- Tarea a realizar -
Reescribe únicamente el tramo que va desde la línea que contiene "</instance>" hasta el final de los registros, ambos extremos incluidos. Sustituye "rough mask" por "coarse mask" y deja todo lo demás igual.

- Extractos de datos -
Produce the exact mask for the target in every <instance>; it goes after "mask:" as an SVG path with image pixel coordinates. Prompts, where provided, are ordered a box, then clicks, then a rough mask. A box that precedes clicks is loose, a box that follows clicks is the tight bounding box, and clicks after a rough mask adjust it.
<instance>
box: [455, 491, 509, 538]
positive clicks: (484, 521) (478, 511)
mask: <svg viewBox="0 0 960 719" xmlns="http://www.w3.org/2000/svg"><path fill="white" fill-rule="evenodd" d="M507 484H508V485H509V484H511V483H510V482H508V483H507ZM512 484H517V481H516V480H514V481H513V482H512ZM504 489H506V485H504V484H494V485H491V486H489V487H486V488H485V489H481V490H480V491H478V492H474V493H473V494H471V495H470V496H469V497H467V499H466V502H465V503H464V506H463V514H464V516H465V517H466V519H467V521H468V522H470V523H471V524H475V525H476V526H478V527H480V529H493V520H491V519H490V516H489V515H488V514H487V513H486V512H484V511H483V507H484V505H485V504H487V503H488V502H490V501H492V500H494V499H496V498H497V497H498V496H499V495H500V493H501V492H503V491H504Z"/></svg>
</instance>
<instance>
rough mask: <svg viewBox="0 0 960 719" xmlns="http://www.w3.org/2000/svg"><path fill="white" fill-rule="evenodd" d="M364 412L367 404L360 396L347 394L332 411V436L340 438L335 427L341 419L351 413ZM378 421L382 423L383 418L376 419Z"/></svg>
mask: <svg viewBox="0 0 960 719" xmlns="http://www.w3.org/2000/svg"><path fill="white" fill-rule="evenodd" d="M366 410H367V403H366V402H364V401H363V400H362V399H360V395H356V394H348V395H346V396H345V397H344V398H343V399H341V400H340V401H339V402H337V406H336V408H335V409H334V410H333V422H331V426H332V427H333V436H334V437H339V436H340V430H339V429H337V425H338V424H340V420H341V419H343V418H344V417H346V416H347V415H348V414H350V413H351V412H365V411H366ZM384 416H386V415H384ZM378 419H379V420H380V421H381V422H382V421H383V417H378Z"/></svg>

- Respuesta al ejercicio -
</instance>
<instance>
coarse mask: <svg viewBox="0 0 960 719" xmlns="http://www.w3.org/2000/svg"><path fill="white" fill-rule="evenodd" d="M364 412L367 404L360 396L347 394L332 411V436L340 438L335 427L341 419L351 413ZM378 421L382 423L383 418L376 419Z"/></svg>
mask: <svg viewBox="0 0 960 719" xmlns="http://www.w3.org/2000/svg"><path fill="white" fill-rule="evenodd" d="M366 410H367V403H366V402H364V401H363V400H362V399H360V395H356V394H348V395H346V396H345V397H344V398H343V399H341V400H340V401H339V402H337V406H336V408H335V409H334V410H333V422H331V426H332V427H333V436H334V437H339V436H340V430H339V429H337V425H338V424H340V420H341V419H343V418H344V417H346V416H347V415H348V414H350V413H351V412H365V411H366ZM384 416H386V415H384ZM378 419H379V420H380V421H381V422H382V421H383V417H378Z"/></svg>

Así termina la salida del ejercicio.